DOCUMENT EXCERPT:
────────────────────
The system uses a local storage directory to store documents and metadata. The directory structure is as follows:
<LOCAL_STORAGE_URL>/
├── document1.txt
├── document2.pdf
├── document3.jpg
├── ...
└── .meta/
├── visualisation.html
├── documents.csv
├── evaluation.csv
└── ontology.csv
The generated ontology can be visualized as an interactive network graph. This graph is created using the pyvis library and saved as an HTML file in your local storage directory (settings.LOCAL_STORAGE_URL.get_secret_value() + '/.meta/visualisation.html'). The nodes represent concepts, and the edges represent relationships between them. Node sizes are determined by their degree in the graph, and communities are identified using the Girvan-Newman algorithm, with each community assigned a unique color. To view the visualization:
- Run the HEAD /ontology endpoint.
- Open the generated HTML file in your web browser.
The evaluation pipeline uses MLflow to track and display the results of evaluating the model. Key metrics, such as latency, token count, and answer correctness, are logged during the evaluation process. To view the evaluation results:
- Ensure you have an evaluation.csv file in the .meta directory within your local storage, containing query_str and ground_truth columns.
- Run the HEAD /evaluation endpoint.
- Access the MLflow UI at the specified tracking URI (settings.MLFLOW_HOST.get_secret_value()) to view the logged metrics and evaluation reports.
────────────────────
SUPPLIED MATERIAL:
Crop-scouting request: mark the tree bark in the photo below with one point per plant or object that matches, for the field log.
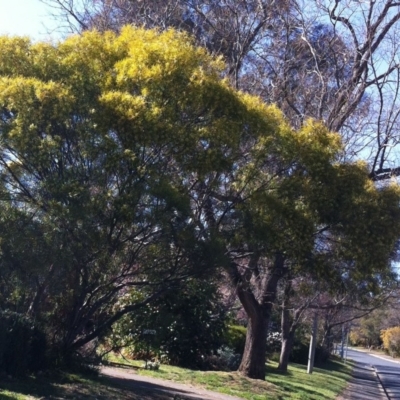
────────────────────
TASK ITEM: From the local storage text, copy everything from "The evaluation pipeline" down to "and evaluation reports." without changing any character.

RESPONSE BOX:
The evaluation pipeline uses MLflow to track and display the results of evaluating the model. Key metrics, such as latency, token count, and answer correctness, are logged during the evaluation process. To view the evaluation results:
- Ensure you have an evaluation.csv file in the .meta directory within your local storage, containing query_str and ground_truth columns.
- Run the HEAD /evaluation endpoint.
- Access the MLflow UI at the specified tracking URI (settings.MLFLOW_HOST.get_secret_value()) to view the logged metrics and evaluation reports.